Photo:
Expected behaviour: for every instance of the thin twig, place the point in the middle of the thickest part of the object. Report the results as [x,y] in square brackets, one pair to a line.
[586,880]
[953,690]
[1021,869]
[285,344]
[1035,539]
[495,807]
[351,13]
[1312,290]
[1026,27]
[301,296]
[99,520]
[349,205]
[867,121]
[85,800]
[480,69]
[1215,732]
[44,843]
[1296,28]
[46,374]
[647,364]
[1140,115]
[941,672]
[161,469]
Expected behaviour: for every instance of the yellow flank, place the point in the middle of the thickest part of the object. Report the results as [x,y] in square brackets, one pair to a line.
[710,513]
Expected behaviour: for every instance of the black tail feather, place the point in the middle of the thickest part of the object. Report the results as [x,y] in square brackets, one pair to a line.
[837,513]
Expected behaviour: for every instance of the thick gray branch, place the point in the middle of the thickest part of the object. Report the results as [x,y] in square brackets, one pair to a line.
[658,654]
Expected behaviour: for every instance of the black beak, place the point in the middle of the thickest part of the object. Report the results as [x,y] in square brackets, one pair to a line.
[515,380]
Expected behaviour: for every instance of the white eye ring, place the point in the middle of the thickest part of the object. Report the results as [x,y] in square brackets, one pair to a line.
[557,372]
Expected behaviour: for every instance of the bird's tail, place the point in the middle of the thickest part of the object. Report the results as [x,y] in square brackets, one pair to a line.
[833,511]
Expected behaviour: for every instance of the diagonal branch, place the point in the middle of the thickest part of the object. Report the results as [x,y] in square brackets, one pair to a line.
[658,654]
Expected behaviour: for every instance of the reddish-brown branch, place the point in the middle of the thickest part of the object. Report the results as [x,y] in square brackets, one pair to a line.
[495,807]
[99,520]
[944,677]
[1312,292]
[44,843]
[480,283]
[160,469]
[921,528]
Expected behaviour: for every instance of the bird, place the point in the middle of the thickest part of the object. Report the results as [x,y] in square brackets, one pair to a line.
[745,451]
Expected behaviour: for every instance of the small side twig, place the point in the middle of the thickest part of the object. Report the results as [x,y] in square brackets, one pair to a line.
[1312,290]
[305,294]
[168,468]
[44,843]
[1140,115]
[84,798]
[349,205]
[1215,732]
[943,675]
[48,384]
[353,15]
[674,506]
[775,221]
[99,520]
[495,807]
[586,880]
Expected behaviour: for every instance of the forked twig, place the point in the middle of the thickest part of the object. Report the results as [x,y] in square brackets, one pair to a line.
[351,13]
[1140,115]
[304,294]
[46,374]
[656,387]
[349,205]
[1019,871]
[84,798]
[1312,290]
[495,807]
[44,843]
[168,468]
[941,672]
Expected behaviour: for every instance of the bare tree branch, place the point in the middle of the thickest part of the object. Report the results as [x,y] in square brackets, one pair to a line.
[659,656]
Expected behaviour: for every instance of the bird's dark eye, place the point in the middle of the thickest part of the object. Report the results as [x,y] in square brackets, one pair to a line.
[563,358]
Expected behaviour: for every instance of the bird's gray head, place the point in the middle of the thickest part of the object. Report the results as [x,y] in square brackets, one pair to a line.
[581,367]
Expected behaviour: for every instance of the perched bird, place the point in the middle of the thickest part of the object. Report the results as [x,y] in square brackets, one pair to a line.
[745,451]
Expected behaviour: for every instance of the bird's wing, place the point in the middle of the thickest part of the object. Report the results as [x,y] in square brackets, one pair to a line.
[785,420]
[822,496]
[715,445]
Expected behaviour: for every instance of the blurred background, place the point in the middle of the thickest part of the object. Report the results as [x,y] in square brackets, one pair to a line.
------------------------
_Problem to work on:_
The data above must be returned in full, exactly as written.

_Response area:_
Photo:
Expected behaviour: for every instance of the thin twig, place the point in the middle of the thickest part of the object. Report the results as [x,y] in square brackets, one pair to a line.
[586,880]
[953,690]
[1021,869]
[285,344]
[1035,539]
[495,807]
[351,13]
[1312,290]
[1026,27]
[301,296]
[99,520]
[349,205]
[867,121]
[85,800]
[480,69]
[1215,732]
[44,843]
[1296,28]
[46,374]
[647,364]
[1140,115]
[941,672]
[161,469]
Expected behaviour: for every instance of the yellow flank, place the point in the middle of the thickest part of the object. Report the results as [x,y] in square brackets, one pair to a line.
[710,513]
Expected behaviour: for every instance of the black tail feather, place the point in the middle of the thickest part of the object. Report the results as [x,y] in square brackets, one pair to a line.
[837,513]
Expected behaviour: for every instance of the thick gray branch, place the point in the middle of the thickest part of the object. Report the results as [x,y] in square brackets, one pair to a line.
[658,654]
Expected behaviour: for every instance of the black beak, place the point in the middle of the thickest part of the object. Report the results as [x,y] in square brackets, one pair to a line.
[515,380]
Expected behaviour: for every instance of the white eye ring, place the point in the middle of the thickest part of the object. Report the results as [x,y] in square brackets, one pair to a line.
[557,372]
Expected behaviour: for every instance of the bird's tail, place the point in the middle of the thickest part of the object. Report the results as [x,y] in square brackets, one pair to a line.
[833,511]
Expected behaviour: for every instance of the diagonal branch, place the point in the middle of the thickest part of the object. Report the results as [x,y] in square brackets, one pair to a line.
[658,654]
Expected behaviour: for every instance of the reddish-brown branch, place the point in the middle of the thickest part of the object. Report the results as [x,y] in square brackets, one pair to a line.
[495,807]
[99,520]
[944,677]
[1312,292]
[44,843]
[480,283]
[160,469]
[921,528]
Expected behaviour: for every instance of the bird, place the point in the middle of the thickest part of the object. Report the results as [x,y] in square brackets, one pair to a line.
[745,451]
Expected behaviour: for every instance of the small side twig, place the point in the middle of the thickest part of the object. Report the results as [x,y] in square brackets, one pair to a line.
[1312,290]
[305,294]
[168,468]
[44,843]
[1140,115]
[84,798]
[349,205]
[1215,732]
[943,675]
[48,384]
[353,15]
[674,506]
[775,221]
[99,520]
[495,807]
[586,880]
Expected behaviour: for every instance of the forked twig, place the point in the middle of the thickest part of the object. Report the results as [x,y] in square brackets, one pair to a line.
[351,13]
[1140,115]
[304,294]
[46,374]
[656,387]
[349,205]
[1019,871]
[84,798]
[1312,290]
[495,807]
[44,843]
[168,468]
[941,672]
Expected behaviour: for every instance of the bare tree branch, place the point in the middle of the thickest part of the object. Report the results as [x,y] in square brackets, one pair to a line.
[659,656]
Expected behaviour: for every instance of the bird's dark eye, place the point in the middle of the thickest part of the object. Report the results as [x,y] in square brackets, one pair to a line.
[563,358]
Expected behaviour: for every instance of the bird's gray head, place the point in the middle of the thickest part of the object. Report the results as [x,y] in square brackets, one pair to a line.
[581,367]
Expected behaviour: for every instance of the perched bird, place the point in the middle of the thickest part of the object. Report the results as [x,y] in square brackets, one pair to a line.
[745,451]
Expected behaviour: for every instance of the bird's wing, place the point in the middle of the thickest part of the object. Report the results as [x,y] in square brackets, one pair to a line.
[785,420]
[822,496]
[715,445]
Expected behaviour: for every instance of the blurred background, place the point in the middle of the thickest part of the object. Report the results as [x,y] in square brackets, one pair to a line.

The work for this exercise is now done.